BRIEF -> Please restate verbatim the lines that open the listing below, ending with the line in which "point_to reports the position of each instance of the lawn" occurs.

LISTED RECORDS ->
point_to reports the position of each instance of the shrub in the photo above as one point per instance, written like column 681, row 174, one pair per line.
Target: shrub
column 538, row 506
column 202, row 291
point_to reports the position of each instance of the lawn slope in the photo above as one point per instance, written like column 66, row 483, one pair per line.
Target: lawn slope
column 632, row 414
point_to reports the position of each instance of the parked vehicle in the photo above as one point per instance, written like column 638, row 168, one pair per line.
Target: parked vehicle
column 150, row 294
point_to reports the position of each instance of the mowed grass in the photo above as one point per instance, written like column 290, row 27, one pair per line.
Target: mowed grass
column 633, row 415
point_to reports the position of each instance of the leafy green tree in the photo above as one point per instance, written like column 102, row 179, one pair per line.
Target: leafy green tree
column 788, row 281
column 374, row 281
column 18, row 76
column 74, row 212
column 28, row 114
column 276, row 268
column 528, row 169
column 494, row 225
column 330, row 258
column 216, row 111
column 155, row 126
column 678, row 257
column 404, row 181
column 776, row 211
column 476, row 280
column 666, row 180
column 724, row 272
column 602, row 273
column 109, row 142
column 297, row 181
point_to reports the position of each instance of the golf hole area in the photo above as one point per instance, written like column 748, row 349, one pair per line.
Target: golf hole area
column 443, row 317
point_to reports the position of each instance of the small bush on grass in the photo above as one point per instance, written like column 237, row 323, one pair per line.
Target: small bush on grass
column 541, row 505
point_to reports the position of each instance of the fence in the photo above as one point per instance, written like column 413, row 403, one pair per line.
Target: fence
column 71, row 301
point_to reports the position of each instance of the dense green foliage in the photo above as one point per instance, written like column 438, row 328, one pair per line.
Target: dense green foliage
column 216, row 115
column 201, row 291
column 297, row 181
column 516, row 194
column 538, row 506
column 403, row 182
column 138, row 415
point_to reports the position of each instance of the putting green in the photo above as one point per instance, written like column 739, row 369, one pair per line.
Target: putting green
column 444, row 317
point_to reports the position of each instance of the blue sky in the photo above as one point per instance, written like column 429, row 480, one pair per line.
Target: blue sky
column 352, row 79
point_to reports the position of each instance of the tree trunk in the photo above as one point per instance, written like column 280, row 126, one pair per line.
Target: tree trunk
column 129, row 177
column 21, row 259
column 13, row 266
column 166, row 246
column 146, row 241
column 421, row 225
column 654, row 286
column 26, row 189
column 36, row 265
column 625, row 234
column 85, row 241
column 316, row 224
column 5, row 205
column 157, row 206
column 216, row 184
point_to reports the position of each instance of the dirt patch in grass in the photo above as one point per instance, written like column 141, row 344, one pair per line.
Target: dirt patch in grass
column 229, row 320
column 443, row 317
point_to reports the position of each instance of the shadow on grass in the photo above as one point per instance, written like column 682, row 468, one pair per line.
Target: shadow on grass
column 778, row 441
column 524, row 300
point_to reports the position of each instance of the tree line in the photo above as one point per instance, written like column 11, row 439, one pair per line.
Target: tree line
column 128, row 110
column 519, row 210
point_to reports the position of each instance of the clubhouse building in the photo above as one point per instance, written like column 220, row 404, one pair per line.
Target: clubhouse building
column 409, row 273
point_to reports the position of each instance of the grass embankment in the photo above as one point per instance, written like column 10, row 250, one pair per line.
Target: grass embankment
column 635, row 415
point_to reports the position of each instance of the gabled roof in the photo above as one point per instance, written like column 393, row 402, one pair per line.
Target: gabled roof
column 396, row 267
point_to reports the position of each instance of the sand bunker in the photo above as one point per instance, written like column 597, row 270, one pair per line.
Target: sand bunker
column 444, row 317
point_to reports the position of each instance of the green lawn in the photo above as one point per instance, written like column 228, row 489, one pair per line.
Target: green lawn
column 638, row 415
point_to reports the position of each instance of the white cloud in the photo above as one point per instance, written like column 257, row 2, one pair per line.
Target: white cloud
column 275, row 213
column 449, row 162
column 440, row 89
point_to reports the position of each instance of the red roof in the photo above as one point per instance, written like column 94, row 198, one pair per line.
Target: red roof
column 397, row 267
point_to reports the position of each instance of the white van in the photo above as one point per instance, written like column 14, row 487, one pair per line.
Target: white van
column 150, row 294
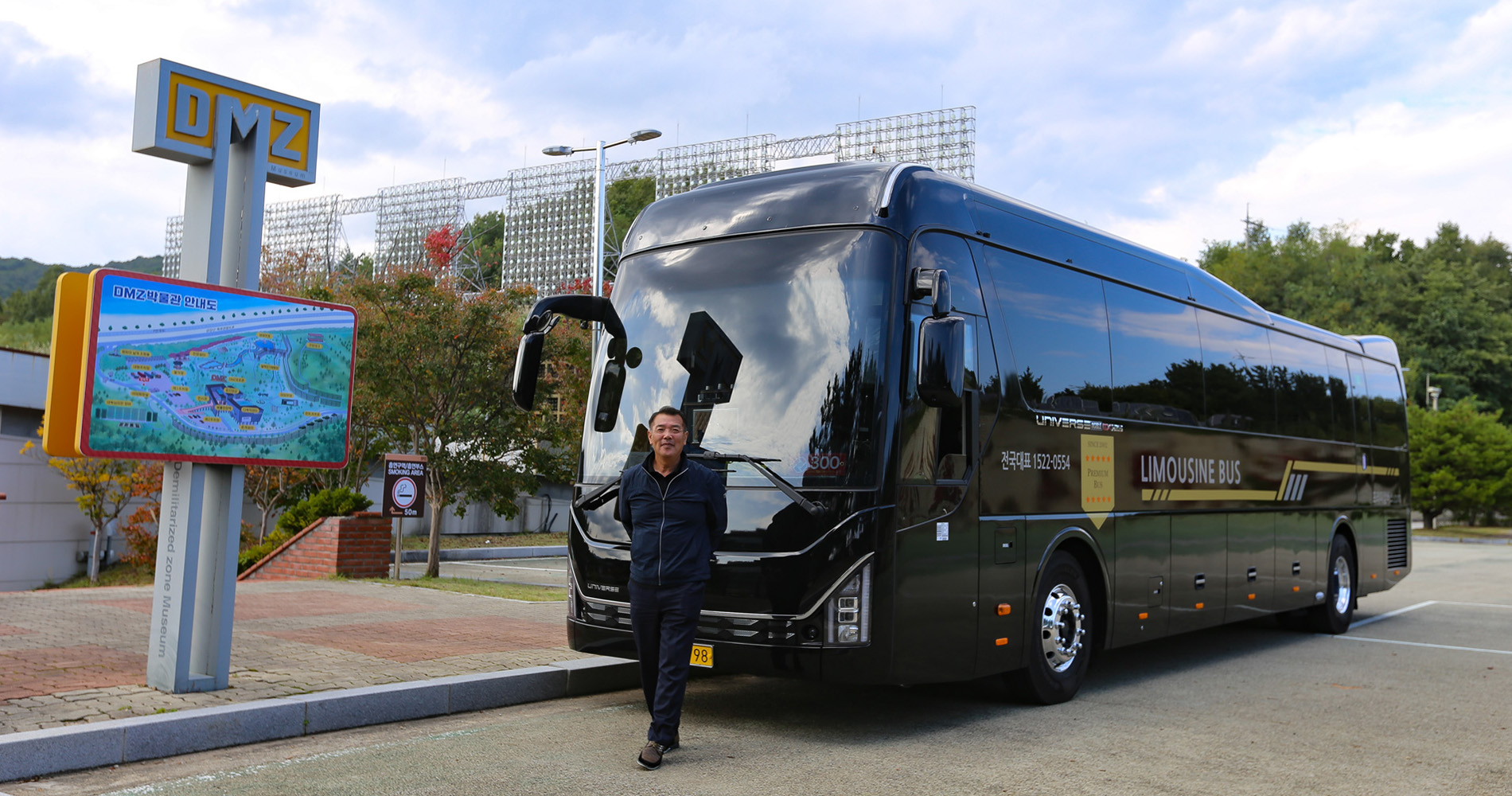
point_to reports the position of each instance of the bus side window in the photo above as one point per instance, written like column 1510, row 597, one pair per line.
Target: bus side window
column 1302, row 388
column 1387, row 406
column 1237, row 379
column 1339, row 396
column 1058, row 334
column 1157, row 361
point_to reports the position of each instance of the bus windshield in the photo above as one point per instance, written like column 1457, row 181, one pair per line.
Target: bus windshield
column 770, row 345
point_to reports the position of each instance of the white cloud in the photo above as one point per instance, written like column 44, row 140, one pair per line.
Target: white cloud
column 1157, row 123
column 1391, row 167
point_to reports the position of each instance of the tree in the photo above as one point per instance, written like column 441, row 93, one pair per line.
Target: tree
column 105, row 486
column 272, row 490
column 141, row 540
column 1448, row 303
column 435, row 368
column 1461, row 462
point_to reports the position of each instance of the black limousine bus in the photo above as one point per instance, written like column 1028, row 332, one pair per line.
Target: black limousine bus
column 964, row 436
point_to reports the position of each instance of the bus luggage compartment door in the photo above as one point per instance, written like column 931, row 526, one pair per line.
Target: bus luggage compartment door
column 1142, row 589
column 1001, row 609
column 935, row 612
column 1198, row 571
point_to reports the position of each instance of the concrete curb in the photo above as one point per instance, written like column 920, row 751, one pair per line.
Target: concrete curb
column 487, row 554
column 40, row 752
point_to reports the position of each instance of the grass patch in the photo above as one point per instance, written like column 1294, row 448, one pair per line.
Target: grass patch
column 469, row 586
column 490, row 540
column 28, row 335
column 1466, row 532
column 119, row 574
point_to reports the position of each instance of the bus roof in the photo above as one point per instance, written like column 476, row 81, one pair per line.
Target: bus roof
column 906, row 197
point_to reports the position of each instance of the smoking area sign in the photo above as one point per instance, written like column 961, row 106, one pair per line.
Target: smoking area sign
column 403, row 486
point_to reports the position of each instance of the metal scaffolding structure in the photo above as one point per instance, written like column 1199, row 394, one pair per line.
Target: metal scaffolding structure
column 418, row 226
column 544, row 236
column 304, row 240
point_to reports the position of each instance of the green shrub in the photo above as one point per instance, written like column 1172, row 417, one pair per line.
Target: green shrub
column 329, row 503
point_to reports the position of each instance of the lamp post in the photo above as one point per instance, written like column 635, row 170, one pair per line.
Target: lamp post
column 1432, row 392
column 599, row 201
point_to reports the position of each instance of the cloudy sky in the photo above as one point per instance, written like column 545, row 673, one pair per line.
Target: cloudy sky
column 1155, row 120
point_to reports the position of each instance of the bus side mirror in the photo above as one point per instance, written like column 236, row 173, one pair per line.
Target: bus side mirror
column 527, row 367
column 606, row 408
column 942, row 361
column 935, row 285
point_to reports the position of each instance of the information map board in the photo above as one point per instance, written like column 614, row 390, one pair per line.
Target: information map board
column 185, row 371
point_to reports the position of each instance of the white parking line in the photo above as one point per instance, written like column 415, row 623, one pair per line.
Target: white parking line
column 1420, row 643
column 1399, row 612
column 507, row 566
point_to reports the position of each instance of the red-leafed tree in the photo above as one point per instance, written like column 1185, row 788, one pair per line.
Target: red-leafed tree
column 440, row 247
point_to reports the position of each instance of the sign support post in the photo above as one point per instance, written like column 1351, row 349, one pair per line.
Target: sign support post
column 403, row 497
column 224, row 131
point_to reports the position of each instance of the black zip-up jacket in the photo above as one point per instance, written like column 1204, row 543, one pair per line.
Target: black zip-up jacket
column 675, row 529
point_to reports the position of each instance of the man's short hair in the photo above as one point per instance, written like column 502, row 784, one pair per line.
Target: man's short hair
column 667, row 411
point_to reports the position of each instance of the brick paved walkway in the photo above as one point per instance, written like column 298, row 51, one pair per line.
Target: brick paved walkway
column 80, row 654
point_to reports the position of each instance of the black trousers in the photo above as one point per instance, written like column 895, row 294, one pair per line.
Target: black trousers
column 664, row 621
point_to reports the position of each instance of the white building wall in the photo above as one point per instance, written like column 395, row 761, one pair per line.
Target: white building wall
column 41, row 529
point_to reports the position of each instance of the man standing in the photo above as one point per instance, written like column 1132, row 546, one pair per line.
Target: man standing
column 675, row 512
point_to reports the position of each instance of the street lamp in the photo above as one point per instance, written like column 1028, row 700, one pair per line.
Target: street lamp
column 599, row 201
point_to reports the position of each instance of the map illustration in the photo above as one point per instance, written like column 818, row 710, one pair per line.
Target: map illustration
column 189, row 371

SOLUTION FOR THIS PROBLEM ->
point_to reports the position of each instance of the shrub in the photo above as one point per instance, written like column 681, row 174, one pair per line.
Target: shrub
column 538, row 506
column 202, row 291
point_to reports the position of each instance of the lawn slope in the photo above as one point per instance, written like column 66, row 483, one pair per line.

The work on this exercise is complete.